Sent from my iPhone using Tapatalk


----------



## Cerberus75 (Oct 20, 2015)

bogeydog said:


> If you want to meet up there one day and try it out let me know.
> 
> Sent from my iPhone using Tapatalk


Yeah. Sounds good. I'm trying to decide between Avy or EXT for my next bike. These days I typically ride on Sundays.


----------



## Rumblefish2010 (Mar 29, 2012)

To me it seems strange that you not want damping. That said, my first thought about the fork was also that it had to much rebound damping. It made me change a bit in how I adapt a bit to the frequency of how it worked and I would suggest that you took some time to try a bit more before you decide that it is "too slow".

To me damping is a good thing and should give you more control. As long as it is not felt harsh I cannot see why you should not use more damping?

Anyway I respect that some wants to have overly damped forks and some wants almost no damping. Everything is subjective and in this thread some is thinking the rebound is to fast and wants even slower. What is the really good with the Era is that it performs really satisfying within the suggested settings.
━━━
- _PROBLEM A_: Rewrite the paragraph of the forum thread that begins "To me it seems strange" as a shorter bulleted list that keeps its main points.
These entries are unrelated to the forum thread above.

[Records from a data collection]
━━━
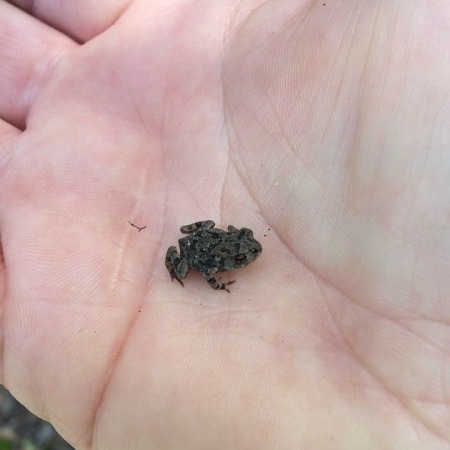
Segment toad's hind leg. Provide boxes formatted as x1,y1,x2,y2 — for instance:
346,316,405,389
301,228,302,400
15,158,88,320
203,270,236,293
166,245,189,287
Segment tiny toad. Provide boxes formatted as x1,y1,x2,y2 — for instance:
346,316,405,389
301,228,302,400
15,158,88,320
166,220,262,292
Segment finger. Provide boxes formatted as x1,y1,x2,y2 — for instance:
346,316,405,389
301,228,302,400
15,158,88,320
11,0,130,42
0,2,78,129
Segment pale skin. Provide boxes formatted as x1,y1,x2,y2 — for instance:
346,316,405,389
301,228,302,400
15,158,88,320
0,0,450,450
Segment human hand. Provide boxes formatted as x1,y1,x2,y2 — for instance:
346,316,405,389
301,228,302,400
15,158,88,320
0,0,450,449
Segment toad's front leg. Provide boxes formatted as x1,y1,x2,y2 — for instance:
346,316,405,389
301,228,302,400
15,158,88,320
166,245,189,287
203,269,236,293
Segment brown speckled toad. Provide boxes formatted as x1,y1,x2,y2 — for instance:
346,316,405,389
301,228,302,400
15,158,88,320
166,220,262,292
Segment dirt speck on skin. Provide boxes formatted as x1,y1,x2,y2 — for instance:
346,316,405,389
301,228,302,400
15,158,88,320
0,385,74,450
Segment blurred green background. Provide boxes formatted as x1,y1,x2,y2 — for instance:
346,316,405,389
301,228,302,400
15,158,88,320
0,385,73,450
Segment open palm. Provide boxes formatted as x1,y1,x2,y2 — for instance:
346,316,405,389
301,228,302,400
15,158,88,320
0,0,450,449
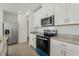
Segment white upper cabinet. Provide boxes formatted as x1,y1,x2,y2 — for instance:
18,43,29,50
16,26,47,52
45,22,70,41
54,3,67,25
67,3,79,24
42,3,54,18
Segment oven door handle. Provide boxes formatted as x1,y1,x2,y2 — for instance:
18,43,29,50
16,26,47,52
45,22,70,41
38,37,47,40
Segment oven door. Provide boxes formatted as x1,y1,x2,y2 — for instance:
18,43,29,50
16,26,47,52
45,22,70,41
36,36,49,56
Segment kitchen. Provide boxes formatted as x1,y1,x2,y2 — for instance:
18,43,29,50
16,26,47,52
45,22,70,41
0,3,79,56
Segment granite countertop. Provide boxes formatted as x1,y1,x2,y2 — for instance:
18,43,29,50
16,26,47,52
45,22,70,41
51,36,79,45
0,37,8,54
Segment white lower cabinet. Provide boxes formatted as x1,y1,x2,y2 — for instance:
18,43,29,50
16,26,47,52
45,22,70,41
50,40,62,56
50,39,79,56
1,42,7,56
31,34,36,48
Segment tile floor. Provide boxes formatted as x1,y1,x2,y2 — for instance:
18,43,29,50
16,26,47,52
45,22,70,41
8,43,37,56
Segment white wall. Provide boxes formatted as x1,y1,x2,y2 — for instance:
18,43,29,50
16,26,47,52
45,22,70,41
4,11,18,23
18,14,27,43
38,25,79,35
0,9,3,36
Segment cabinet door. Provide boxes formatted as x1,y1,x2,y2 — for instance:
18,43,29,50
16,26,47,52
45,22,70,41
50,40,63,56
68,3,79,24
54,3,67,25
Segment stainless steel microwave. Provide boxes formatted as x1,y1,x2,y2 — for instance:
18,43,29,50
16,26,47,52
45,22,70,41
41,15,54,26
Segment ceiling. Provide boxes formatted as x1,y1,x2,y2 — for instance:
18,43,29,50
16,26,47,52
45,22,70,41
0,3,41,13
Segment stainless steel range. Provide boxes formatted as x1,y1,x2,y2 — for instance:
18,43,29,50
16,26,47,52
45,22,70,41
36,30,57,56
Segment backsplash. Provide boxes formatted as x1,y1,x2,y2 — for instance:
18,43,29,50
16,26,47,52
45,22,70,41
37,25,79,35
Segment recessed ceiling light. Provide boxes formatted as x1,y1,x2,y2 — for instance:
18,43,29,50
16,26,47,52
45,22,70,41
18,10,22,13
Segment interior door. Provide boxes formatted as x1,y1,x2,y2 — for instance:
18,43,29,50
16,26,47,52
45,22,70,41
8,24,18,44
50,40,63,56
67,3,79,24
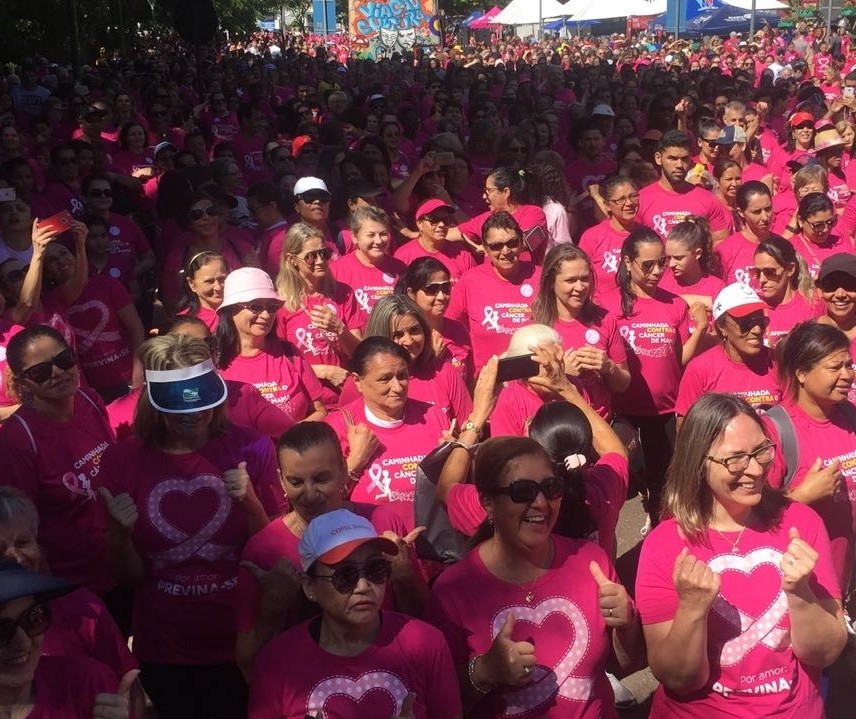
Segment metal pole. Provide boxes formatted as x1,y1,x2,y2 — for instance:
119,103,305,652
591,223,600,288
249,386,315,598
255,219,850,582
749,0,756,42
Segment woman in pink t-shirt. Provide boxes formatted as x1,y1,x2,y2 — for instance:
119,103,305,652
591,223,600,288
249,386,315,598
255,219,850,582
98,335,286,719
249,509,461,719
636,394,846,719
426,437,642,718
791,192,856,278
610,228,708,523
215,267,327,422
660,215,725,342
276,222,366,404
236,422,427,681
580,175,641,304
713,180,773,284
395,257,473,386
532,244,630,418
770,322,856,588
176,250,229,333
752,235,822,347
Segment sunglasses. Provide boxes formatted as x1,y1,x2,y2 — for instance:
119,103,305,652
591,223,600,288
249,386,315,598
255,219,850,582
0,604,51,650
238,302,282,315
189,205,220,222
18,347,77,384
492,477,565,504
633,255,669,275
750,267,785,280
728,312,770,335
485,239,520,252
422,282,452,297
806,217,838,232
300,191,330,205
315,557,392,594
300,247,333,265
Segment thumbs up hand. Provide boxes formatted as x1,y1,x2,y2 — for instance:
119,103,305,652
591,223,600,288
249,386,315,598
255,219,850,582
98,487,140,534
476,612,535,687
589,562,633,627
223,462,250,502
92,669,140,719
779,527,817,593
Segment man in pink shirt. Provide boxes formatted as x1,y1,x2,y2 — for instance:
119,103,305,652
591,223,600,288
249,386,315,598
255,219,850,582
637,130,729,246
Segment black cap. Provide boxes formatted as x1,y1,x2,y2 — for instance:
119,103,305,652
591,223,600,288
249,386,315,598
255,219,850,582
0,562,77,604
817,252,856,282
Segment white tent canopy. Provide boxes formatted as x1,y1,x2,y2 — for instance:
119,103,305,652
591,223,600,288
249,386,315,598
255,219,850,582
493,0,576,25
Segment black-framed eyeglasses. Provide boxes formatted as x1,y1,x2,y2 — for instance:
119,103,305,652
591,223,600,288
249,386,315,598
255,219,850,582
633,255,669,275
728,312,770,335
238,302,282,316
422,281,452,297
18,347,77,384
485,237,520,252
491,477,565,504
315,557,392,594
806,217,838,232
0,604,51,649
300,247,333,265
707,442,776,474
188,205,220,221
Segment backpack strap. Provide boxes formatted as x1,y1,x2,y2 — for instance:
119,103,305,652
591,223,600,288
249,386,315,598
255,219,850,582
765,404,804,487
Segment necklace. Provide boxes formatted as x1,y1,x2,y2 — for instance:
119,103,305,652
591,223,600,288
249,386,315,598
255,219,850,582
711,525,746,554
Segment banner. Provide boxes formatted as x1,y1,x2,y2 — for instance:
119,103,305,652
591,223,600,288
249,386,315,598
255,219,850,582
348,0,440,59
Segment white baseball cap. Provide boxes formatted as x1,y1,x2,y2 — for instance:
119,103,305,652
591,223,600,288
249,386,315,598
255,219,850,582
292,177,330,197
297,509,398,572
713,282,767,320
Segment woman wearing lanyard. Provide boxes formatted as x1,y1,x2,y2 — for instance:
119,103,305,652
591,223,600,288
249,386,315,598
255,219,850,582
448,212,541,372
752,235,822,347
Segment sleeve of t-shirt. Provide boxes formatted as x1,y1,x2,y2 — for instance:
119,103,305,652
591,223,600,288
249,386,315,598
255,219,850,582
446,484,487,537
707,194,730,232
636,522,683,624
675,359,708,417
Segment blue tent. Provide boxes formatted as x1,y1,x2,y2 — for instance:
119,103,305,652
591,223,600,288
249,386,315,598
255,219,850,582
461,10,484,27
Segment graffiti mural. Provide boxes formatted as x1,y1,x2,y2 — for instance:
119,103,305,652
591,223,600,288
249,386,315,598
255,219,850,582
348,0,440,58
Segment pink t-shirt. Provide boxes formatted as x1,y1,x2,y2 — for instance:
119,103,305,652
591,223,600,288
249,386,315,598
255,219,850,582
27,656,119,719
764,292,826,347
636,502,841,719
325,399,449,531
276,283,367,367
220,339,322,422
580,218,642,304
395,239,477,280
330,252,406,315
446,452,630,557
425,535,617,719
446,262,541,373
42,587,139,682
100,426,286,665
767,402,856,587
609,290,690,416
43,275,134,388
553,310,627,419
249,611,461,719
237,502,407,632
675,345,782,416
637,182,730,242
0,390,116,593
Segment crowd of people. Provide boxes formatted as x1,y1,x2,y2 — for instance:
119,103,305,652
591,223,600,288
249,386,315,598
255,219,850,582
━━━
- _PROBLEM B_: From the entries, turn the lines into a Markdown table with the columns Row and Line, skipping blank lines. Begin at the line that has "Segment human hand." and stop after the line that has "0,385,74,450".

- _FINISHED ANSWER A_:
- The writer finds it strange not to want damping.
- The writer's own first impression was also that the fork had too much rebound damping.
- This led the writer to adapt somewhat to the frequency at which the fork worked.
- The writer suggests spending more time with the fork before deciding it is "too slow."

- _FINISHED ANSWER B_:
| Row | Line |
|---|---|
| 1 | Segment human hand. Provide boxes formatted as x1,y1,x2,y2 — for instance: |
| 2 | 346,316,405,389 |
| 3 | 301,228,302,400 |
| 4 | 15,158,88,320 |
| 5 | 0,0,450,449 |
| 6 | Segment toad's front leg. Provide boxes formatted as x1,y1,x2,y2 — for instance: |
| 7 | 346,316,405,389 |
| 8 | 301,228,302,400 |
| 9 | 15,158,88,320 |
| 10 | 166,245,189,287 |
| 11 | 203,269,236,293 |
| 12 | Segment brown speckled toad. Provide boxes formatted as x1,y1,x2,y2 — for instance: |
| 13 | 346,316,405,389 |
| 14 | 301,228,302,400 |
| 15 | 15,158,88,320 |
| 16 | 166,220,262,292 |
| 17 | Segment dirt speck on skin. Provide boxes formatted as x1,y1,x2,y2 — for instance: |
| 18 | 346,316,405,389 |
| 19 | 301,228,302,400 |
| 20 | 15,158,88,320 |
| 21 | 0,385,74,450 |